"Your breasts look like.......

A few years ago, my breasts looked worse than cow udders. Cow udders would have been an improvement to my then breasts. Tired of horrible breasts (and ones that hurt my shoulders, neck, back, etc.) I had a breast reduction. What were once sagging, too-big, stretched and pendulous body parts are now actually somewhat nice. I’ve never regretted having a breast reduction (mine were also big, so I don’t know if that’s the situation here), and having it improved my self esteem by about a billion. Over time, they’ve “settled” and aren’t a perky as they once were, but my self esteem is still pretty darn high.

oh, and insurance paid 100% of it.

Dragonboy’s a dick, and, I hate to say it, but it sounds like you need to either contact a marriage counselor or a divorce lawyer. It sounds to me like he may be somewhat dutiful, but he doesn’t love you. I’m sorry, but, as a husband, I have to say that I worship my wife, she worships me, and we’ve done so through many body changes on both sides, some positive, some negative. That should have no impact on your response to each other, if there’s love. Harsh reality time.

After trying to talk to him last night, I fear that you are right. I beginning to thing that divorce is the only option I have.

I have always known that marriage is not a fairytale, I never expected a knight in shining armor, but I never expected to spend my life in so much emotional pain and depression either.

But I’m scared of being alone. We’ve been married for 12 years and I was only 19 when we got married, so I guess I’ve never really been by myself.

### [GIVEN EXERCISE A]
Pick out every row below that contains the string "cloud", and copy each of those rows in full.

### [MATERIAL SUPPLIED]
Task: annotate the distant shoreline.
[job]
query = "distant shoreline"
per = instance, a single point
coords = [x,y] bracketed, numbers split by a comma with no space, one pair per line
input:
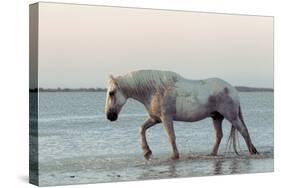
[239,88]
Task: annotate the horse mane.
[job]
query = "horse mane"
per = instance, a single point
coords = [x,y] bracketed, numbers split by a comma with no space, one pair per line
[144,81]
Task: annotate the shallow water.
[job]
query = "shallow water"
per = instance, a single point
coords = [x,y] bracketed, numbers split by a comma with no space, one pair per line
[78,145]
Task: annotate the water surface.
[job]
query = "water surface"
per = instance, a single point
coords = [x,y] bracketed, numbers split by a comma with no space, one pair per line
[77,144]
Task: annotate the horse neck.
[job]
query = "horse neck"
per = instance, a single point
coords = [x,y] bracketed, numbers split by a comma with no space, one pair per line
[142,95]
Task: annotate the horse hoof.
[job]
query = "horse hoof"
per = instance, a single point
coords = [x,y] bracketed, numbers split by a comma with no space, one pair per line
[212,154]
[147,155]
[175,157]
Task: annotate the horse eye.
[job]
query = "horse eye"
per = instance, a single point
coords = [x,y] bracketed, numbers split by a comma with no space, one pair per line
[111,93]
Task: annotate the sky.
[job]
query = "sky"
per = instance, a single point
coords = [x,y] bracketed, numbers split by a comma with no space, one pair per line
[80,45]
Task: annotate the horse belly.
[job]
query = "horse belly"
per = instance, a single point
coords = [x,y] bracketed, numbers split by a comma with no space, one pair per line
[189,110]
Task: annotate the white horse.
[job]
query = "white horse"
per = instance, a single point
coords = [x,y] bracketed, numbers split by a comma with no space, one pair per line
[169,97]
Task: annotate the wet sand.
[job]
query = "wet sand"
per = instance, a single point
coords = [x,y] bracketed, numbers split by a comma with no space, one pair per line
[130,168]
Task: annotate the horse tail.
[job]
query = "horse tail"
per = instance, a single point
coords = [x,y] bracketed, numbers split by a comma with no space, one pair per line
[241,117]
[232,140]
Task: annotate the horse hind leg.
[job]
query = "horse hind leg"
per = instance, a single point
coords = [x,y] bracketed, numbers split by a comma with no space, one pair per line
[241,127]
[217,122]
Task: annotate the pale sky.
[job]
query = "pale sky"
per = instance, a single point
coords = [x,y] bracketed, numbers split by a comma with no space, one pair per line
[80,45]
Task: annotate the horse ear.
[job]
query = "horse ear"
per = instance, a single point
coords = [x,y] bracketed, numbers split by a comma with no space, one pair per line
[113,79]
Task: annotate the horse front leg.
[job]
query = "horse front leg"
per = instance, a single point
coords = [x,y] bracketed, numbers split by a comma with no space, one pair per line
[146,125]
[169,128]
[217,121]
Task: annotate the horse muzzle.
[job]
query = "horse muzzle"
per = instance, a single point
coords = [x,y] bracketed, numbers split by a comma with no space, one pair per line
[112,116]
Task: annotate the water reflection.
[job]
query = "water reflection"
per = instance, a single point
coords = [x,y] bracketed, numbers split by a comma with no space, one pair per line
[218,167]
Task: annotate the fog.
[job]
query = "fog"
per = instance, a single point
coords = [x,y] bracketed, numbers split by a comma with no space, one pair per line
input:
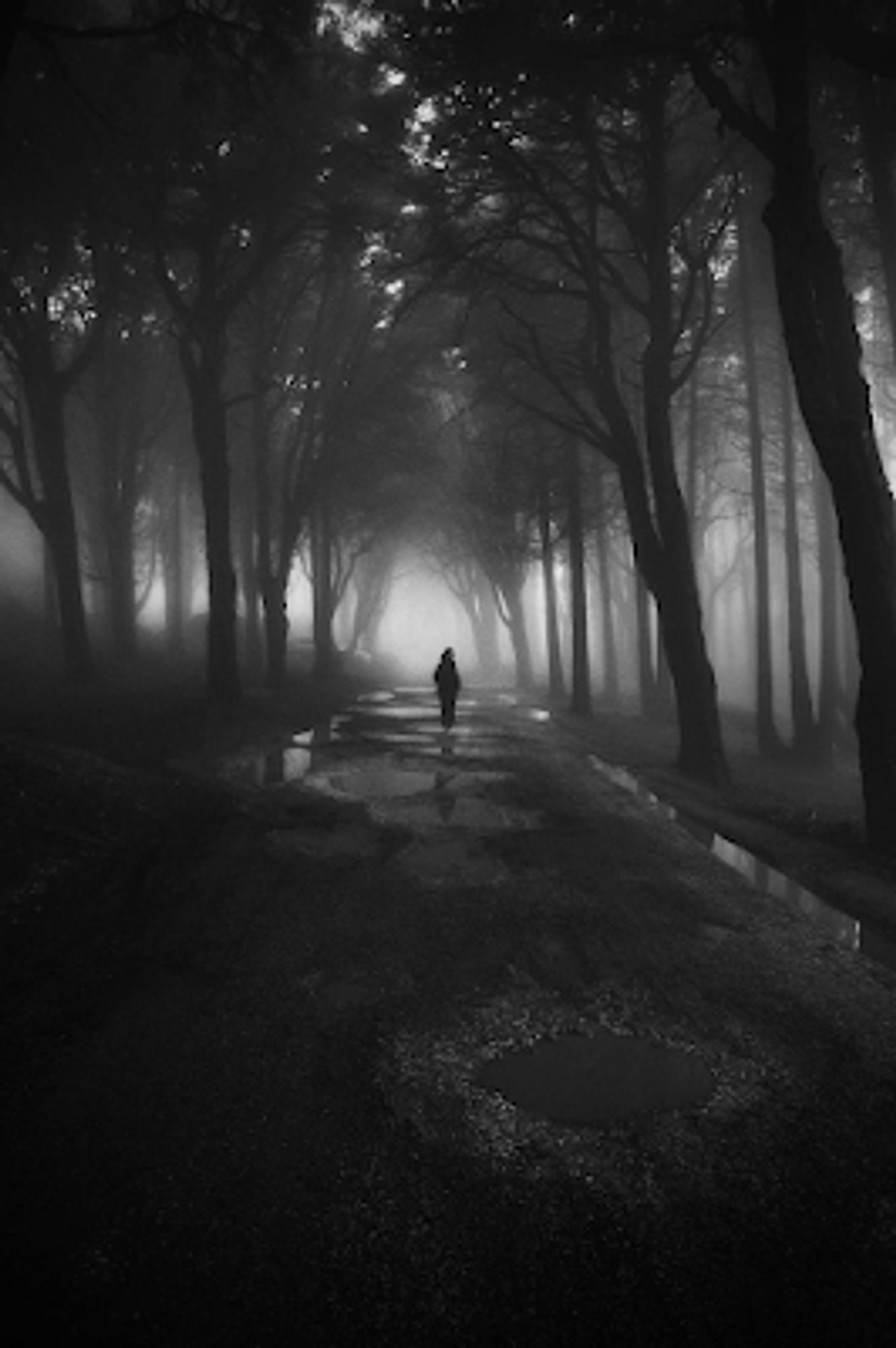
[284,433]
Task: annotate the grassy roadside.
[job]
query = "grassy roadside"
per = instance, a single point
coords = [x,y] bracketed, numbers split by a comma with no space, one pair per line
[801,819]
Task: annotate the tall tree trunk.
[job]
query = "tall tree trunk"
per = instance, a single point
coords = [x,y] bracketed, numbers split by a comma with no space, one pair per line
[606,606]
[48,419]
[581,695]
[277,630]
[879,148]
[204,379]
[802,712]
[827,357]
[510,594]
[552,627]
[767,734]
[177,565]
[669,571]
[323,587]
[122,595]
[829,683]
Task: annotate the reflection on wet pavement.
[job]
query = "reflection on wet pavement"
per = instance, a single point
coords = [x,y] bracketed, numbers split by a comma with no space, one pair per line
[600,1078]
[841,927]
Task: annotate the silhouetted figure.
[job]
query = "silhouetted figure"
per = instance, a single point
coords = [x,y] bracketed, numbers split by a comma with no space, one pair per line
[448,683]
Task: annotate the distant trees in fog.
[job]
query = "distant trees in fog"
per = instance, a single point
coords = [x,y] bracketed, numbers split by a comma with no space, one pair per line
[564,296]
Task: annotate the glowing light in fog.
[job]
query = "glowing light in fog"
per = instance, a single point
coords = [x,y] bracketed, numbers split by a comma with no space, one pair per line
[421,619]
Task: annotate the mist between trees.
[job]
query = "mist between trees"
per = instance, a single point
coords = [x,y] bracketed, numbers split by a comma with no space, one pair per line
[571,326]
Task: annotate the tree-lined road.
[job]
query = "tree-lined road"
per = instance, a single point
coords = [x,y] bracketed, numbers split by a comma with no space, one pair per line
[245,1106]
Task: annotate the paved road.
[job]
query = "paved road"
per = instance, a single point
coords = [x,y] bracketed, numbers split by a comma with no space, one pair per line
[255,1103]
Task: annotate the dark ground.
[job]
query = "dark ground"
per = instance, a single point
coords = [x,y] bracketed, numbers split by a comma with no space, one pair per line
[242,1029]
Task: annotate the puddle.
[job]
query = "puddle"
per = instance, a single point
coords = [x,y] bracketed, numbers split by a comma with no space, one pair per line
[841,927]
[375,783]
[587,1080]
[449,861]
[269,768]
[459,812]
[327,845]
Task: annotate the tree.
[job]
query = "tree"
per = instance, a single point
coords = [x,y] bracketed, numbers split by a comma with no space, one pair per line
[827,358]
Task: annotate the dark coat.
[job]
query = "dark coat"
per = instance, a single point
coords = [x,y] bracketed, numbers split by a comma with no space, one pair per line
[447,679]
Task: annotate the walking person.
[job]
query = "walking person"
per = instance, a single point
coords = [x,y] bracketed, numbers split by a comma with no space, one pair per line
[448,683]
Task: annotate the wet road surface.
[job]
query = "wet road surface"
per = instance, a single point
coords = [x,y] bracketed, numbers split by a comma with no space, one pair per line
[444,1037]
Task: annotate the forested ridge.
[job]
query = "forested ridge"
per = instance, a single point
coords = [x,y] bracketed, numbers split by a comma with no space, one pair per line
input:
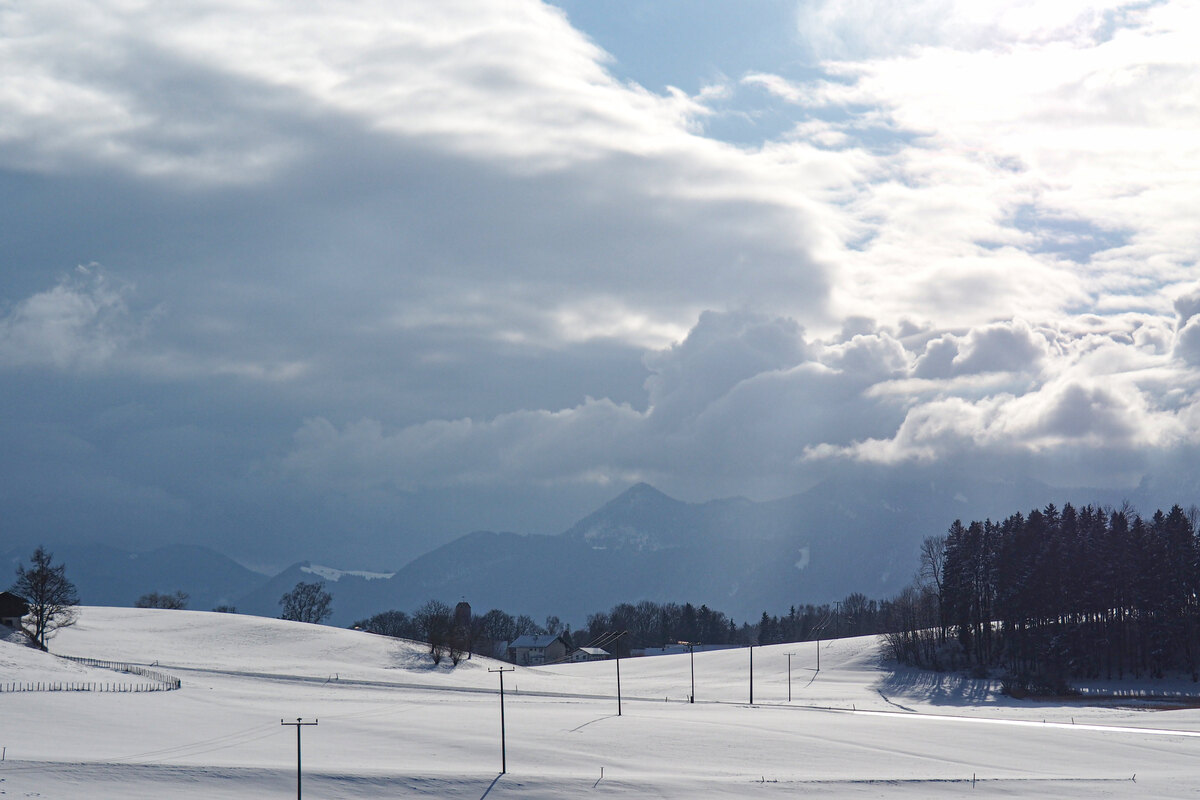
[1050,595]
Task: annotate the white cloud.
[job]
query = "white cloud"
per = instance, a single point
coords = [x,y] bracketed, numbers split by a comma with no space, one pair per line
[79,324]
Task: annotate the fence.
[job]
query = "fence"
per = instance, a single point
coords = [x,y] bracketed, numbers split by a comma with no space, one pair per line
[162,681]
[71,686]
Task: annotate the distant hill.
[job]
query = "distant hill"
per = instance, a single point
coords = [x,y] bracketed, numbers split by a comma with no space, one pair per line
[107,576]
[847,534]
[738,555]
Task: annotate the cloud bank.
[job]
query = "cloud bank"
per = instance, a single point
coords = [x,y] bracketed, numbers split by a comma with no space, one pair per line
[393,271]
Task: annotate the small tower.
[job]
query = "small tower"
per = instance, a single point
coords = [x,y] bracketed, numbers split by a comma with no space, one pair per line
[462,614]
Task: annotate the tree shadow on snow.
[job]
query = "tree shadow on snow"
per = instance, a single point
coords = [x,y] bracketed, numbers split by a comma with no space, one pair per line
[941,687]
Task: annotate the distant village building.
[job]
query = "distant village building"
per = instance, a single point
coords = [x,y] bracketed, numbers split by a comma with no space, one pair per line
[462,614]
[533,650]
[12,608]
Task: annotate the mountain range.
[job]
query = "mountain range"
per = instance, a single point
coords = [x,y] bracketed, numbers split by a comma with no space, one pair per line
[737,555]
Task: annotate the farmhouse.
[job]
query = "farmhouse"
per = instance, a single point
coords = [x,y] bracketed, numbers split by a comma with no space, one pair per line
[12,608]
[532,650]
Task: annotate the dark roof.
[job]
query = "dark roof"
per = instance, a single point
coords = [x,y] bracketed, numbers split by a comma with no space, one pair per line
[531,641]
[12,605]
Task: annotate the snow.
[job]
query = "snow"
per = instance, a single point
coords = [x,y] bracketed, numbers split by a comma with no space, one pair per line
[393,725]
[333,575]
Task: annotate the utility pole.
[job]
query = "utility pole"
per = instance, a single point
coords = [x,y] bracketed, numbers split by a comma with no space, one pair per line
[691,655]
[504,757]
[299,723]
[618,669]
[751,674]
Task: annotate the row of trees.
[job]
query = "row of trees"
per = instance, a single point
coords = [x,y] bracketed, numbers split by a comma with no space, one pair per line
[1084,593]
[646,625]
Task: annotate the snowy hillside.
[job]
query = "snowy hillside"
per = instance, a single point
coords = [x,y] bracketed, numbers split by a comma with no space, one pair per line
[393,725]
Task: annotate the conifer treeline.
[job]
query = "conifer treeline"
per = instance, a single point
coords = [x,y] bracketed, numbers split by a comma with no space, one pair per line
[1084,593]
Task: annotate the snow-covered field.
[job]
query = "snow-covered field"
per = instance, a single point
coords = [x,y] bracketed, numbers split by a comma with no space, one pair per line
[394,726]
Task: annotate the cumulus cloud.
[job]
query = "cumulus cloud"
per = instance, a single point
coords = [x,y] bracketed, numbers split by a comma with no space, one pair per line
[433,247]
[79,324]
[745,403]
[1006,347]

### [GIVEN EXERCISE B]
Resume the forum discussion about a breast reduction and a troubled marriage, which appears above the rows, beginning right after its last sentence.

### [EXPECTED OUTPUT A]
Task: annotate the white cloud.
query = "white cloud"
Task: annotate the cloud bank.
query = "cloud bank"
Task: annotate the cumulus cloud.
query = "cumulus cloud"

### [EXPECTED OUTPUT B]
It was a rather long and heated discussion. He told me that he didn’t want to get married in the first place and only asked because he knew that I wanted it. He says he never thought that marriage was this much work, he thought it was just two people living together and doing their own thing. He says that he’s to tired everyday to spend time to make this work. He can’t seem to understand that sex is about both of us, not just making him happy and he will not accept any responsibility for anything he’s done to hurt me.

I guess this is a long time coming, Scarlett is correct some of the shit is even posted here.

I seem to be rambling, I’m very upset right now. Thanks to all of you for the support you’ve given.

I’ve got a lot to think about.

Sounds like you’ve already wasted 12 years with this jerk; no need to waste any more is there? You’re 31 (if I did my math right), and just coming into your sexual peak (if Dr. Ruth wasn’t lying); don’t waste your best years on this turd. Quick, somebody move this to the pit…my PG rated curse words are drying up fast.

Dragongirl, I recommend the book “Too Good To Leave, Too Bad To Stay” by Mira Kirshenbaum. When I was getting a divorce, I found it helped me take my jumble of thoughts and put some order to them. I consider my ex to be one of the biggest jerks I’ve ever met, but I don’t think even he would have said something so awful! That was really beyond the pale. And if he’s refusing to take any responsibility for his actions, well… I doubt he’s going to change, because he apparently doesn’t want to.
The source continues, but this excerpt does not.